» SOURCE EXCERPT:

Henri Charles Manguin (; 23 March 187425 September 1949) was a French painter, associated with the Fauves.

Manguin entered the École des Beaux-Arts to study under Gustave Moreau, as did Henri Matisse and Charles Camoin with whom he became close friends. Like them, Manguin made copies of Renaissance art in the Louvre.

Manguin was greatly influenced by Impressionism, as is seen in his use of bright pastel hues.

He married in 1899 and made numerous portraits of his wife, Jeanne, and their family. In 1902, Manguin had his first exhibition at the Salon des Indépendants and Salon d'Automne. Many of his paintings were of Mediterranean landscapes; and would soon represent the height of his career as a Fauve artist.

1905 Indépendants

From 24 March to 30 April, the burgeoning of Fauvism was visible at the Indépendants, prior to the infamous Salon d'Automne exhibition of 1905 which historically marks the birth of the term Fauvism, after critic Louis Vauxcelles described their show of work with the phrase "Donatello chez les fauves" ("Donatello among the wild beasts"), contrasting the paintings with a Renaissance-style sculpture that shared the room with them.

» EXCERPTED RECORDS:

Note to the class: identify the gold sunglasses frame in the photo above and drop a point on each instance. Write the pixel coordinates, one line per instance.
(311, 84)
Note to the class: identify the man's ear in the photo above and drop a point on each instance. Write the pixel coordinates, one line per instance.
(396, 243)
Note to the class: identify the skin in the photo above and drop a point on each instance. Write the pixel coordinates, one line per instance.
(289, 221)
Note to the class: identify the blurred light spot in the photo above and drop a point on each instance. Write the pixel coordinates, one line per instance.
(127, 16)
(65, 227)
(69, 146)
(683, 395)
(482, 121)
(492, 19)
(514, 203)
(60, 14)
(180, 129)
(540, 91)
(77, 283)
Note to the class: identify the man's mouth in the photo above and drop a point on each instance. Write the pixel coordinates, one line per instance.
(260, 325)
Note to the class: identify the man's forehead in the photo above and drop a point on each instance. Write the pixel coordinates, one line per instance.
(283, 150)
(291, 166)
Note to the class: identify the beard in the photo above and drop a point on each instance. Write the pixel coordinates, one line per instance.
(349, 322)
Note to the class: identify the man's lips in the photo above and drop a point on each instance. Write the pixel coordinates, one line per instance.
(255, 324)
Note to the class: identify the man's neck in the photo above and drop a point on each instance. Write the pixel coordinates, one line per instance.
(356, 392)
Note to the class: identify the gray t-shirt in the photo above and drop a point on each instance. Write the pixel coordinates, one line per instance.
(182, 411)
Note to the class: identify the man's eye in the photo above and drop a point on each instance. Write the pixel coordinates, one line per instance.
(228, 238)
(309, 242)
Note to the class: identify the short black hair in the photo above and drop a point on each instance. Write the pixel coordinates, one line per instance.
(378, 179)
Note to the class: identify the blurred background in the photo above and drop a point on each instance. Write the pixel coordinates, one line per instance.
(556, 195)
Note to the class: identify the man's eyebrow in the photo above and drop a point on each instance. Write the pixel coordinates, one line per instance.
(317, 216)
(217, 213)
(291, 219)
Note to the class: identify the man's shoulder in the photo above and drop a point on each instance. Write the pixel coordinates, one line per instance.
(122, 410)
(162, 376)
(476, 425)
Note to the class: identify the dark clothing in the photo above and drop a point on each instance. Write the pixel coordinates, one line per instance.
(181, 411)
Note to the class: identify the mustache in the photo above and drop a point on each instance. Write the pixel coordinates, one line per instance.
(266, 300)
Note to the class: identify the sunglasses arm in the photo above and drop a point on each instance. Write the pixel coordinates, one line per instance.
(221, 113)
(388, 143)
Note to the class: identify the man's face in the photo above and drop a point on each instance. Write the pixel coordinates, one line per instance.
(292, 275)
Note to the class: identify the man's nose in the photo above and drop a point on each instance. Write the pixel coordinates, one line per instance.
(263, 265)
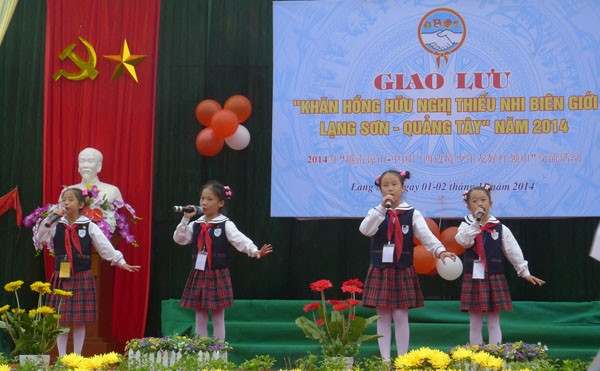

» STATED GOAL 1: In the passage on Henri Manguin, which teacher did Manguin study under at the École des Beaux-Arts?
» STATED GOAL 2: Extend the passage on Henri Manguin, starting right after its final sentence.

» ANSWER 1: Gustave Moreau.

» ANSWER 2:
At the 1905 Indépendants Manguin exhibited with Henri Matisse, Albert Marquet, Jean Puy, Othon Friesz, Raoul Dufy, Kees van Dongen, André Derain, Maurice de Vlaminck, Charles Camoin and Jean Metzinger. This exhibition was reviewed by Vauxcelles in Gil Blas on 4, 18 and 23 March 1905.

Matisse was in charge of the hanging committee, assisted by Manguin, Metzinger, Bonnard, Camoin, Laprade Luce, Marquet, Puy and Vallotton.

From 1920
In 1920, Manguin exhibited at the Gallery Marcel Bernheim together with Ottmann, Tirman, Alexandre-Paul Canu and others.
He traveled extensively with Albert Marquet throughout Southern Europe. In 1949, Manguin left Paris to settle in Saint-Tropez, where he died soon after, on 25 September 1949.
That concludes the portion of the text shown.